** Opening RECORDS SHOWN block **

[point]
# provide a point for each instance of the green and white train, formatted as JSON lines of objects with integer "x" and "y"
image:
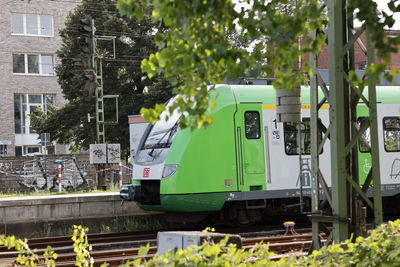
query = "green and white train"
{"x": 246, "y": 164}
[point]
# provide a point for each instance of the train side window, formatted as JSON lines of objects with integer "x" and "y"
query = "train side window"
{"x": 391, "y": 134}
{"x": 364, "y": 145}
{"x": 291, "y": 132}
{"x": 252, "y": 124}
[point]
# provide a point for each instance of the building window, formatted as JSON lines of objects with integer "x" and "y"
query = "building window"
{"x": 28, "y": 104}
{"x": 252, "y": 124}
{"x": 291, "y": 135}
{"x": 33, "y": 64}
{"x": 31, "y": 25}
{"x": 18, "y": 151}
{"x": 391, "y": 133}
{"x": 3, "y": 150}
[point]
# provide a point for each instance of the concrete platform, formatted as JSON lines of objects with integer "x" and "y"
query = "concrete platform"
{"x": 55, "y": 208}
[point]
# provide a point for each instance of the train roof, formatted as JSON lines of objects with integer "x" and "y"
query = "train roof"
{"x": 265, "y": 94}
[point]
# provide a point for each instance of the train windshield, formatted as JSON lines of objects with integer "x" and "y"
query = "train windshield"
{"x": 163, "y": 132}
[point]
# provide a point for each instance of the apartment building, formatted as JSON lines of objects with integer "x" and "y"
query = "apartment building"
{"x": 29, "y": 39}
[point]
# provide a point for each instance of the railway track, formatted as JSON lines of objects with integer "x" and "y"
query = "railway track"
{"x": 117, "y": 248}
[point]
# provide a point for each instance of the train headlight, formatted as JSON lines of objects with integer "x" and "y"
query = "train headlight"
{"x": 169, "y": 170}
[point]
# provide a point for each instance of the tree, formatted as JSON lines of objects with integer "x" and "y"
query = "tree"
{"x": 196, "y": 50}
{"x": 122, "y": 76}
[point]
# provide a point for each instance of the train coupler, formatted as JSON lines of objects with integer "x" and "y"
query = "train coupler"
{"x": 289, "y": 227}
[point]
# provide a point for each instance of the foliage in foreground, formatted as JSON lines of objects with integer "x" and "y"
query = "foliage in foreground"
{"x": 380, "y": 248}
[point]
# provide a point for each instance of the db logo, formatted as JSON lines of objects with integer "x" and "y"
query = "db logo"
{"x": 146, "y": 172}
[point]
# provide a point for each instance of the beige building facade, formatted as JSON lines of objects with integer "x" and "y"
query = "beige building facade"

** Closing RECORDS SHOWN block **

• [DESCRIPTION OF THE TASK] Starting with the top line, write out all the data above exactly; keep the pictures out.

• [RESULT OF THE TASK]
[point]
# provide a point for each instance of the green and white train, formatted as JSON lines of objects with integer "x" and "y"
image:
query = "green and white train"
{"x": 246, "y": 164}
[point]
# provide a point for each instance of the train side window, formatted as JSON lines of objects with integer "x" and "y"
query = "train side window"
{"x": 391, "y": 134}
{"x": 364, "y": 145}
{"x": 291, "y": 132}
{"x": 252, "y": 124}
[point]
# provide a point for each instance of the building window, formatted as JSON lines of objects with integer "x" and "y"
query = "building window"
{"x": 28, "y": 104}
{"x": 252, "y": 124}
{"x": 291, "y": 135}
{"x": 33, "y": 64}
{"x": 31, "y": 25}
{"x": 18, "y": 151}
{"x": 391, "y": 133}
{"x": 3, "y": 150}
[point]
# provide a point for each instance of the concrete platform, formatted as JSON lines of objects with integer "x" and "y"
query = "concrete platform"
{"x": 55, "y": 208}
[point]
# provide a point for each instance of the train roof, formatted as JSON lines of objects with integer "x" and "y"
query = "train roof"
{"x": 265, "y": 94}
[point]
# provide a point for each instance of the train windshield, formatted as JSON lines of objects with integer "x" and "y"
query = "train windshield"
{"x": 163, "y": 132}
[point]
# provide a point for each instance of the apartment building, formatted as JSON lines of objects with integer "x" and "y"
query = "apartment building"
{"x": 29, "y": 39}
[point]
# provide a point for each instance of the railway track, formatted as JSON lines of objects with integer "x" and "y"
query = "railway track"
{"x": 117, "y": 248}
[point]
# provide a point for each instance of the train headlight, formatted as JSON lines of objects with integer "x" and "y"
query = "train headlight"
{"x": 169, "y": 170}
[point]
# provide a point for each instance of the tree, formatted as JSON lines of objects with integer "x" and "y"
query = "tree"
{"x": 196, "y": 50}
{"x": 122, "y": 76}
[point]
# provide a point for each instance of the train coupler, formatted as JSON lines of objects with integer "x" and "y"
query = "train coupler"
{"x": 289, "y": 227}
[point]
# provide a point for each instance of the foliage in foreground, formatted as JSON lines of objects with integer "x" and "y"
query = "foliage in foreground"
{"x": 380, "y": 248}
[point]
# provide a point for each instance of the db logo, formatted as JSON lines of objects with integer "x" and "y"
query = "db logo"
{"x": 146, "y": 172}
[point]
# provide a point for each instance of the beige building facade, formatted as JSON lines of objects with integer "x" and "y"
query = "beige building facade"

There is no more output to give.